***** MATERIAL FOR THIS EXERCISE *****
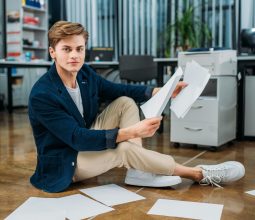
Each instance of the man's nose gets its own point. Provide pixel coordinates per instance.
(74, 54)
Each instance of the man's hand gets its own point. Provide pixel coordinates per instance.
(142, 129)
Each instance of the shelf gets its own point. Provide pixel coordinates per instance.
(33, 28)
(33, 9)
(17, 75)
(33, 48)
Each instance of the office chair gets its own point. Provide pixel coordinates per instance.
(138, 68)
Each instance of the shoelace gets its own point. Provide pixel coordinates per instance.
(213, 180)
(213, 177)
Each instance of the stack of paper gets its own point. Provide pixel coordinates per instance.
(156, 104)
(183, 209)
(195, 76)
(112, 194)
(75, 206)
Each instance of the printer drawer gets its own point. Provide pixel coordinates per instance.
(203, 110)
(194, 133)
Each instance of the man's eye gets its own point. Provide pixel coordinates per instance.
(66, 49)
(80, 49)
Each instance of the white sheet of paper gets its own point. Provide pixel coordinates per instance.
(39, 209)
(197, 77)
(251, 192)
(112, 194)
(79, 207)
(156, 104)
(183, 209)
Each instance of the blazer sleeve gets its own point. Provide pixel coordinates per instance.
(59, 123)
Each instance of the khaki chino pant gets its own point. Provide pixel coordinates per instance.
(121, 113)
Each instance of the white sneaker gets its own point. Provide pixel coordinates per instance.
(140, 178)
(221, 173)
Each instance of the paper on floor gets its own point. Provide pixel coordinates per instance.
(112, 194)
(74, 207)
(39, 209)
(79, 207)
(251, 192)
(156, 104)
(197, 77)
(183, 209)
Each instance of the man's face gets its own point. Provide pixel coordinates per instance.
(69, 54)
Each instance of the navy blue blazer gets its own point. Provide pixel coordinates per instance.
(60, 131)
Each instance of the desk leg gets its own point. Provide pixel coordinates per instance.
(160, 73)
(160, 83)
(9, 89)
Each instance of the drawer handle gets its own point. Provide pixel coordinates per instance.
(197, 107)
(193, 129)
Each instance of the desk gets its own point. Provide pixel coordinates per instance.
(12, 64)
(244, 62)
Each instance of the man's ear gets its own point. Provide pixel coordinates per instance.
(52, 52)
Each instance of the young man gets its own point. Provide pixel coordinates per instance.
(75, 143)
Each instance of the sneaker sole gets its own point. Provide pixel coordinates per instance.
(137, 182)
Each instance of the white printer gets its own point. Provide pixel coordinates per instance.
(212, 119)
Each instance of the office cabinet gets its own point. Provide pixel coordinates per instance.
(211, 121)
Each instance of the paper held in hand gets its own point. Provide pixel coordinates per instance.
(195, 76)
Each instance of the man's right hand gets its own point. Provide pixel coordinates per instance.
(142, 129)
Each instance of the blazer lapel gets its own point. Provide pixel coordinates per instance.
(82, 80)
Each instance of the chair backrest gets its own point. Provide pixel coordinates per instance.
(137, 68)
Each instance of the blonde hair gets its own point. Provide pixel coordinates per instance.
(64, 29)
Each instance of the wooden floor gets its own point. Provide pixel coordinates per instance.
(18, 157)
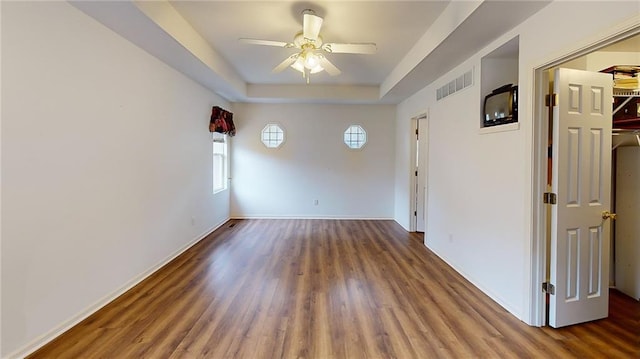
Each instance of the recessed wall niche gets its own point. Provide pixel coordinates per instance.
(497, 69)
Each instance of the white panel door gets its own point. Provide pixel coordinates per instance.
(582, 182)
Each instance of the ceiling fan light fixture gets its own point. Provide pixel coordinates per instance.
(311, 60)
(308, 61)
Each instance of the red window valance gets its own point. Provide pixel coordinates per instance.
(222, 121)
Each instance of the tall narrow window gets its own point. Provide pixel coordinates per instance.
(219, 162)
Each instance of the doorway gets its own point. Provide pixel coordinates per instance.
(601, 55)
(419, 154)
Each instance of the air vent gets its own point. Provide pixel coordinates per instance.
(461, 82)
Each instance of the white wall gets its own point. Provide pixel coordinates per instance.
*****
GOAL: Transcribe the material exactly, keeping every word and none of the pictures.

EXERCISE OUTPUT:
Each instance of the man's nose gets its own point. Provide pixel coordinates per instance.
(74, 54)
Each instance of the man's hand gets its own point. Provide pixel coordinates per instance.
(142, 129)
Each instance of the shelf gets its own point. Provide pixel coordinates per instance.
(33, 28)
(33, 9)
(17, 75)
(33, 48)
Each instance of the office chair gets its own point. Provide pixel coordinates per instance.
(138, 68)
Each instance of the shoelace gets its own point. Provide pixel coordinates per instance.
(213, 180)
(213, 177)
Each instance of the stack of paper gets its own point. Provide pixel coordinates per instance.
(156, 104)
(183, 209)
(195, 76)
(112, 194)
(75, 206)
Each instance of the printer drawer gets its own point. Provide pixel coordinates per instance.
(203, 110)
(194, 133)
Each instance of the man's eye gets its own point. Provide pixel coordinates per instance.
(66, 49)
(80, 49)
Each instance of the white sheet of paper gets its own point. Provide pixel coordinates per instance.
(39, 209)
(197, 77)
(251, 192)
(112, 194)
(79, 207)
(156, 104)
(183, 209)
Each instance of the blazer sleeve gets its own point. Provide pixel coordinates per instance.
(59, 123)
Each instance of the khaki chino pant gets its own point. Provide pixel coordinates per instance.
(121, 113)
Each instance of the white sneaker gets its own point. Provide pixel coordinates per instance.
(140, 178)
(221, 173)
Each instance of the paper on floor gets its own point. Provide pixel coordinates per instance.
(112, 194)
(74, 207)
(39, 209)
(79, 207)
(251, 192)
(156, 104)
(197, 77)
(183, 209)
Each instance of the man's face gets its own point. Provide pixel coordinates per instance.
(69, 54)
Each instance of the navy blue blazer gets its own point. Provide pixel coordinates per instance.
(60, 131)
Each instance of the desk leg gets its own point. Provide pixel coordinates per instance.
(160, 73)
(160, 83)
(9, 89)
Each instance of the drawer handle gets its own point. Provide pixel coordinates per instance.
(197, 107)
(193, 129)
Each instance of the desk gets its own point. Provide pixel coordinates per instance.
(12, 64)
(244, 62)
Each instance of the man's ear gets its own point. Provide pixel coordinates per instance.
(52, 52)
Each instance of the young man gets its own point. Provide pixel coordinates per instance.
(75, 143)
Each instance of the sneaker sole gets its own point. Provide pixel coordinates per instance.
(137, 182)
Each instance of the white printer gets its own point. Provide pixel coordinates per instance.
(212, 119)
Each instance of the office cabinet gets its own point. Provide pixel coordinates per instance.
(211, 121)
Each instance of the paper held in hand gets its own point. Provide pixel coordinates per instance.
(195, 76)
Each instance of the man's right hand gets its own point. Provide pixel coordinates per instance.
(142, 129)
Each instance of the blazer lapel gets its own point. Provide pixel coordinates per instance.
(82, 80)
Each instance of the chair backrest gets its own point. Provide pixel coordinates per instance.
(137, 68)
Each instance of the blonde hair gets its own point. Provide pixel coordinates per instance.
(64, 29)
Each instance of the wooden floor gets its own point. Provide pixel coordinates per instance.
(18, 157)
Each instance of the recessed wall niche gets its own point. Provide pixel coordinates per instance.
(497, 69)
Each instance of the white panel door gets its own point. Provide pixel coordinates per instance.
(582, 182)
Each instance of the ceiling fan light fixture gets its own point. Provide pixel coordinates per instance.
(311, 60)
(308, 61)
Each instance of the red window valance gets its own point. Provide pixel coordinates per instance.
(222, 121)
Each instance of the tall narrow window gets its own point. Provide pixel coordinates per instance.
(219, 162)
Each instance of the doorway gets its own point. Provide pixel coordinates per instance.
(601, 55)
(419, 154)
Each instance of the air vent gets its own point. Provide pixel coordinates per instance.
(461, 82)
Each instance of the white wall gets its own point. Provide pixel coordinates per instance.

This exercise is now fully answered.